▶ [Short problem] Please write out again every line from the one holding "Do you see any narrow" through the end of the entries, both ends included, with the requests unchanged. Rescale each bounding box coordinate in the answers by 1.25 and round it to a whole number, halves up, but leave the sample box in the requests as it is.

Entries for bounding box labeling
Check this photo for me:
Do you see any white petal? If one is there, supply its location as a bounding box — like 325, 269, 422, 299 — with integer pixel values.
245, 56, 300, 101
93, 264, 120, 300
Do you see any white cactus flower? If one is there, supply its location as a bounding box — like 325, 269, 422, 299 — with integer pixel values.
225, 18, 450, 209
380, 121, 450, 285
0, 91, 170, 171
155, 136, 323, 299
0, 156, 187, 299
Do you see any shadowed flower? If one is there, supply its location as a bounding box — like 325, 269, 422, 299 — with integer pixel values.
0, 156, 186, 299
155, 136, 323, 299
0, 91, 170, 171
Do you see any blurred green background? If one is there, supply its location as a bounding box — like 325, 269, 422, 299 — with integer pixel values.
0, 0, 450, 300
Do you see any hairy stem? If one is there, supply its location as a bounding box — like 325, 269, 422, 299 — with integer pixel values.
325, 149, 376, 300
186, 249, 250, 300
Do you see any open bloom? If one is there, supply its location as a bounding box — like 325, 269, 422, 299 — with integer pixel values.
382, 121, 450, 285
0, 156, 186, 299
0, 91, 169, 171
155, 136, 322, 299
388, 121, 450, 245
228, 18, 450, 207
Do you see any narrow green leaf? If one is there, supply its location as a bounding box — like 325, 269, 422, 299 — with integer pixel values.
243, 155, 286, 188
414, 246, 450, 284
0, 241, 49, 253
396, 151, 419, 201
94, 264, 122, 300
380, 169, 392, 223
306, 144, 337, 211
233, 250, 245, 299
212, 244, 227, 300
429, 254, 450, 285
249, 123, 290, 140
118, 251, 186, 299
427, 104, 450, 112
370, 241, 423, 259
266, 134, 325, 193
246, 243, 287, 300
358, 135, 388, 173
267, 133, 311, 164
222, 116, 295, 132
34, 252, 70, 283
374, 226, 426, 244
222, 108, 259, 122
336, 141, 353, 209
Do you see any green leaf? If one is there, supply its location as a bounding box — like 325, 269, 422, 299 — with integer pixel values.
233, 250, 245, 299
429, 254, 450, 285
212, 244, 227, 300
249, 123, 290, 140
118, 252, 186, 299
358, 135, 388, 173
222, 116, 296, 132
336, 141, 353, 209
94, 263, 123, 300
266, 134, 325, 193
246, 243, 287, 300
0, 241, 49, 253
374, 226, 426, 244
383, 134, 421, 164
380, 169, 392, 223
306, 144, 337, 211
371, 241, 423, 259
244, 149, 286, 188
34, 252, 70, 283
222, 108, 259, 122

▶ [Answer]
Do you see any narrow green leaf? If one is there, supply its location as a bounding box — like 325, 269, 422, 299 — with integer pixel values.
304, 194, 358, 235
518, 308, 563, 355
0, 301, 61, 316
495, 189, 524, 251
118, 330, 153, 375
475, 211, 490, 279
383, 180, 421, 264
291, 313, 306, 374
265, 305, 284, 375
536, 318, 563, 356
311, 154, 363, 175
148, 314, 233, 374
534, 130, 563, 140
463, 301, 529, 324
333, 168, 406, 241
308, 304, 359, 375
448, 169, 485, 216
334, 166, 389, 205
278, 145, 369, 165
43, 315, 88, 354
468, 283, 533, 305
278, 135, 324, 153
420, 176, 441, 261
Do you see any green leaf? If one is there, supply its location as a bounding box — like 325, 269, 422, 299 — with integer pixel values.
291, 313, 306, 374
536, 318, 563, 356
265, 305, 284, 375
311, 154, 363, 175
148, 315, 233, 374
448, 169, 485, 216
278, 145, 370, 165
420, 176, 441, 261
118, 329, 154, 375
333, 168, 406, 241
308, 304, 359, 375
0, 301, 61, 316
468, 283, 533, 305
479, 168, 526, 205
475, 211, 490, 279
383, 180, 421, 264
464, 301, 529, 324
305, 186, 358, 235
43, 315, 88, 354
278, 135, 324, 153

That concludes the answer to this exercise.